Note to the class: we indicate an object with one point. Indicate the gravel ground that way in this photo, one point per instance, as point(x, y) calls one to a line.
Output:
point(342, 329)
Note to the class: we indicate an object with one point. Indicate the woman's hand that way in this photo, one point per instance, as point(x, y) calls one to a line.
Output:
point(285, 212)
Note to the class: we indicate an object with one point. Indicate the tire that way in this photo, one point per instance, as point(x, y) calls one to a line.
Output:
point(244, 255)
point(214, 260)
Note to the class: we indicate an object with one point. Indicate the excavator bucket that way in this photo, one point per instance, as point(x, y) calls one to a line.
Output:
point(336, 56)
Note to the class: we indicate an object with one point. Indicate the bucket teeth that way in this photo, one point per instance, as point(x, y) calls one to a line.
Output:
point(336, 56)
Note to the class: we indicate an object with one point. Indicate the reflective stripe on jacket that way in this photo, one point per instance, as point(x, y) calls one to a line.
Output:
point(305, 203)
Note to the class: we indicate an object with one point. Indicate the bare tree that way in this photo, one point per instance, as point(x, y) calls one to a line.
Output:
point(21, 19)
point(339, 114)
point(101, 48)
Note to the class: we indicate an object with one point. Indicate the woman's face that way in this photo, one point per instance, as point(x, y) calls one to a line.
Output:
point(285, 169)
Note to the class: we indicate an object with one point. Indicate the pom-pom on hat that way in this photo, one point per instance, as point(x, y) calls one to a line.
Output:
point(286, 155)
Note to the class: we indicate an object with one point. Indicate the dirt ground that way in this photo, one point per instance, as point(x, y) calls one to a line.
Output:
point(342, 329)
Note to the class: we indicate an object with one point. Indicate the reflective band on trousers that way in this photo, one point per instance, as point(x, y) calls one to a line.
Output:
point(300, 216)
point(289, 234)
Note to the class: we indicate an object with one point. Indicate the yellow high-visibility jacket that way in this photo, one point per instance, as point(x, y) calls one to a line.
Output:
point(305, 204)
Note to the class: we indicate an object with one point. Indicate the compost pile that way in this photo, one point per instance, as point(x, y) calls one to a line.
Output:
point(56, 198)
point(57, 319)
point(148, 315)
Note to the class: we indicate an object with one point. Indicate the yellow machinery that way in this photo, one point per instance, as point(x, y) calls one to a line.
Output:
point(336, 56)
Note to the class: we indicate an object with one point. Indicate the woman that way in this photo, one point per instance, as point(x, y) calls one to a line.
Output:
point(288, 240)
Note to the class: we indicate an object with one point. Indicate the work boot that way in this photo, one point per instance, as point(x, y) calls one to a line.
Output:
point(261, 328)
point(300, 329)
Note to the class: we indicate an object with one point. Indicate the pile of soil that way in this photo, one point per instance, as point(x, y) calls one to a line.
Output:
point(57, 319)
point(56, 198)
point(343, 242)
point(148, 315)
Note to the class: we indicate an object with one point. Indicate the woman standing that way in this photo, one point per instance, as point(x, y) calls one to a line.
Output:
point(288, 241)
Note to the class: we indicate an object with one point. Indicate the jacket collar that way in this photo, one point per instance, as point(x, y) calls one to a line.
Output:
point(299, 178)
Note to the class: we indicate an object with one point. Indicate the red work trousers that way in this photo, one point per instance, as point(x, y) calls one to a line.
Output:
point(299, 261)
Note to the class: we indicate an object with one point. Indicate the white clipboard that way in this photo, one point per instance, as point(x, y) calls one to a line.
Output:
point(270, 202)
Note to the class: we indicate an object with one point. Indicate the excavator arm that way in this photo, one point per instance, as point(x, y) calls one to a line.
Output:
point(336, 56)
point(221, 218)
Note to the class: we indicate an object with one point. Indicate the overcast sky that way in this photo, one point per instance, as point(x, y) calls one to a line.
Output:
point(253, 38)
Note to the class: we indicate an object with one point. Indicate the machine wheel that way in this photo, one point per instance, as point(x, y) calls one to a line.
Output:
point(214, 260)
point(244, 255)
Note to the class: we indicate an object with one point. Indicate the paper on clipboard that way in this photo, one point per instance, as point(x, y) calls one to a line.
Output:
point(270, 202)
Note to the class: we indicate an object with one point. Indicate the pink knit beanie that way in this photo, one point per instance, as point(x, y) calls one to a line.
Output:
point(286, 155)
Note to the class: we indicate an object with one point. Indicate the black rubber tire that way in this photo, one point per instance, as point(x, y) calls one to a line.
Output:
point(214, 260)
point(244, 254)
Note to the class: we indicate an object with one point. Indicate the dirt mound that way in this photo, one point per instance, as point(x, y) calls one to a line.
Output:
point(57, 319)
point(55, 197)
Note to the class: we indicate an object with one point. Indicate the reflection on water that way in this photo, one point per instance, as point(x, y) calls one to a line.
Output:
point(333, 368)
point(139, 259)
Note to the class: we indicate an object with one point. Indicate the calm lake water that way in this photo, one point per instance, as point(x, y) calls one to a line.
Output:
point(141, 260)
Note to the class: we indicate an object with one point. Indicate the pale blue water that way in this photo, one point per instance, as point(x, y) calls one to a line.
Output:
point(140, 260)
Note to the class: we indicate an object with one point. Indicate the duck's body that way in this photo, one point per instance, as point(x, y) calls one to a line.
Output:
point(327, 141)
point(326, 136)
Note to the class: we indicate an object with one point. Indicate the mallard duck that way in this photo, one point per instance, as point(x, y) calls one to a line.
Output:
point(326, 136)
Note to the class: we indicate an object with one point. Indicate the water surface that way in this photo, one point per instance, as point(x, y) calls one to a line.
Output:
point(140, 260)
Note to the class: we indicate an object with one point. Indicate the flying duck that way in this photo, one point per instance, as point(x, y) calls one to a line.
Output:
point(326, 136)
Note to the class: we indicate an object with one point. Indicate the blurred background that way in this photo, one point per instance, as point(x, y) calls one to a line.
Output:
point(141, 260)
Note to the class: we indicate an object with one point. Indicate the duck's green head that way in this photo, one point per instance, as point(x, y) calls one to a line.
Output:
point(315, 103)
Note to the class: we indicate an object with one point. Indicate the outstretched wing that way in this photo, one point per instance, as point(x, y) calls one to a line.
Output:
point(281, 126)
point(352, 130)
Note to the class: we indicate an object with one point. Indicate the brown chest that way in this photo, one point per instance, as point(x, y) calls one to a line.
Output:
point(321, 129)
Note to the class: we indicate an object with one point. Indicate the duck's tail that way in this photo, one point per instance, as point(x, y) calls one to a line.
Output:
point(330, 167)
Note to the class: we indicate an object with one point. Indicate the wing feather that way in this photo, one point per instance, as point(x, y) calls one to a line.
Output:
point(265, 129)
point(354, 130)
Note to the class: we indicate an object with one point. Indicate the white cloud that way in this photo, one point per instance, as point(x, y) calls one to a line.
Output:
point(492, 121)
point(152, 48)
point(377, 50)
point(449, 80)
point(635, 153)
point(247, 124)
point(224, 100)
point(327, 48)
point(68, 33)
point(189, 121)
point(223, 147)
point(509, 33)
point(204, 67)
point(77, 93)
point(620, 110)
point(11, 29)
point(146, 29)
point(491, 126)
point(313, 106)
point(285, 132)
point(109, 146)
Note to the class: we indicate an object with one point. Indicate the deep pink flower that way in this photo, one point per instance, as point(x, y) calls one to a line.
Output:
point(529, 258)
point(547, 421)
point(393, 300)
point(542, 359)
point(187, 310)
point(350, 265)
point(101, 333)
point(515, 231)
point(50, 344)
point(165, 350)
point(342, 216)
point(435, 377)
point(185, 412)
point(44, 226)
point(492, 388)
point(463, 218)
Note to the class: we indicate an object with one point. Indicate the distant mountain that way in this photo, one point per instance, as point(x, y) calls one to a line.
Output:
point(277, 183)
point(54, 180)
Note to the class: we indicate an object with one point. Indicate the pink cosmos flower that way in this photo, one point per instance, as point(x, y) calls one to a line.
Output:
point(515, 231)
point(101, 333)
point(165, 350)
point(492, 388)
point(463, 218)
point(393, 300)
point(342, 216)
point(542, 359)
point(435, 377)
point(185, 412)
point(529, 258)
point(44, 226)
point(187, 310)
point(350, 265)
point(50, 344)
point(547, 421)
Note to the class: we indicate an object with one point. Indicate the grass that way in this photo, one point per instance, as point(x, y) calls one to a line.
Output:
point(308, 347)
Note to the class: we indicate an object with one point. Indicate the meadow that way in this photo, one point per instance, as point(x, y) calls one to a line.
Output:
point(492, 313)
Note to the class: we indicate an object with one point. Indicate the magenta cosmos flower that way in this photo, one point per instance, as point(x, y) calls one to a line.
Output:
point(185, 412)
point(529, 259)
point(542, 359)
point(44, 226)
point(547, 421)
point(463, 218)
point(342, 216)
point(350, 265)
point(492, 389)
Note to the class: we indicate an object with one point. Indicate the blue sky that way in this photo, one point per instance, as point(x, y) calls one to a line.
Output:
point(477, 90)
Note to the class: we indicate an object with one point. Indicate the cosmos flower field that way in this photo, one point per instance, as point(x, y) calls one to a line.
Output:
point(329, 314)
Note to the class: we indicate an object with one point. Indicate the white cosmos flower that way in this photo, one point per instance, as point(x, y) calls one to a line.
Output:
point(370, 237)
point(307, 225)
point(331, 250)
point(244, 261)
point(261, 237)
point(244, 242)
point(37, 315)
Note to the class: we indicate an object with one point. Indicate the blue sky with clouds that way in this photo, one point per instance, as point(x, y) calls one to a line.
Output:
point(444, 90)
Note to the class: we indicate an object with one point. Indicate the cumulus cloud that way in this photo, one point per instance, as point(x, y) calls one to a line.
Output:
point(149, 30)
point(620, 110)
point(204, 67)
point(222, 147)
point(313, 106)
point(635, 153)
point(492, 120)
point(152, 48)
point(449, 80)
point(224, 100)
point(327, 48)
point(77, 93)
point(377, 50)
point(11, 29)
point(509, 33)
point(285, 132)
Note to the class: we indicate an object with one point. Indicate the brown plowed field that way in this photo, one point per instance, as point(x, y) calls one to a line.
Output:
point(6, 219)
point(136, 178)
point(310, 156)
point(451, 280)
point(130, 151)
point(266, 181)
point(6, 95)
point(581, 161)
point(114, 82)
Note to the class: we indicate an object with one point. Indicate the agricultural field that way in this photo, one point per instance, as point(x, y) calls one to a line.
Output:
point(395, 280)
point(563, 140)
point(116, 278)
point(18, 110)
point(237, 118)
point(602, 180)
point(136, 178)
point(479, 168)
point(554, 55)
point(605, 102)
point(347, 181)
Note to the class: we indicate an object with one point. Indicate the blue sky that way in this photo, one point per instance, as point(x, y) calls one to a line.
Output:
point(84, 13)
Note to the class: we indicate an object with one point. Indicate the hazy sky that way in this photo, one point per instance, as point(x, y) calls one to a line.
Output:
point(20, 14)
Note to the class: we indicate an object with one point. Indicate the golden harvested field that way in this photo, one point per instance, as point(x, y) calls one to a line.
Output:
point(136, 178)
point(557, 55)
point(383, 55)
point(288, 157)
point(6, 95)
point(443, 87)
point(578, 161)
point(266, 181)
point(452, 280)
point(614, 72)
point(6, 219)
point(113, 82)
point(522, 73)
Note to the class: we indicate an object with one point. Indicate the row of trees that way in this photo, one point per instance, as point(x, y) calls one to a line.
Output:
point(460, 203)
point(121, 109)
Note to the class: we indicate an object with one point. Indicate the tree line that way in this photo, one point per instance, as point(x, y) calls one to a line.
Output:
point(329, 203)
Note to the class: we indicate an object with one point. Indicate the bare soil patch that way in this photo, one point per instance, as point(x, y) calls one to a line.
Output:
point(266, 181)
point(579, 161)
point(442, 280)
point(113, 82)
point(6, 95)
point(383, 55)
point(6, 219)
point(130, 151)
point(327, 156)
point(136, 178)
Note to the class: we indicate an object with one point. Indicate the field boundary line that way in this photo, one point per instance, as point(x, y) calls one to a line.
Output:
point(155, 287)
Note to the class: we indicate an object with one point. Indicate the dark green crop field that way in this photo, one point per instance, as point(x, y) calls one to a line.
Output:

________________

* **AIM OF THE TASK**: Rewrite the listing, starting with the line that contains "the pink cosmos" and going on through the line that contains "point(329, 314)". Change every "cosmos flower" to "cosmos blossom" and leave everything else as it is.

* **ANSWER TO THIS PROBLEM**:
Note to the class: we indicate an object with one point. Indicate the pink cosmos blossom that way in this photo, one point per instance, as point(x, y) calls one to a line.
Output:
point(515, 231)
point(101, 333)
point(165, 350)
point(492, 388)
point(463, 218)
point(393, 300)
point(342, 216)
point(542, 359)
point(435, 377)
point(185, 412)
point(529, 258)
point(44, 226)
point(187, 310)
point(350, 265)
point(50, 344)
point(547, 421)
Note to the class: we indicate an object with one point. Indicate the grass that way in this photo, one point per instance, as point(x, y) calls one to a line.
Output:
point(308, 347)
Note to the class: we indicate an object with one point. Indicate the meadow that way in this photo, one point per instance, as point(x, y) calls one to a line.
Output:
point(492, 313)
Note to the class: we indicate an object with one point. Indicate the magenta cosmos blossom that way in this photo, one point per instance, as point(x, y) calls one to a line.
Output:
point(185, 412)
point(529, 259)
point(542, 359)
point(44, 226)
point(547, 421)
point(463, 218)
point(342, 216)
point(350, 265)
point(492, 389)
Note to the class: we indicate an object with one point. Indicate the blue sky that way in this photo, one point per instance, as point(x, y) calls one to a line.
Output:
point(477, 90)
Note to the class: we indicate an object with one point. Indicate the cosmos blossom field that way in this photo, one point per instance, as point(x, y) calls one to a line.
Output:
point(329, 314)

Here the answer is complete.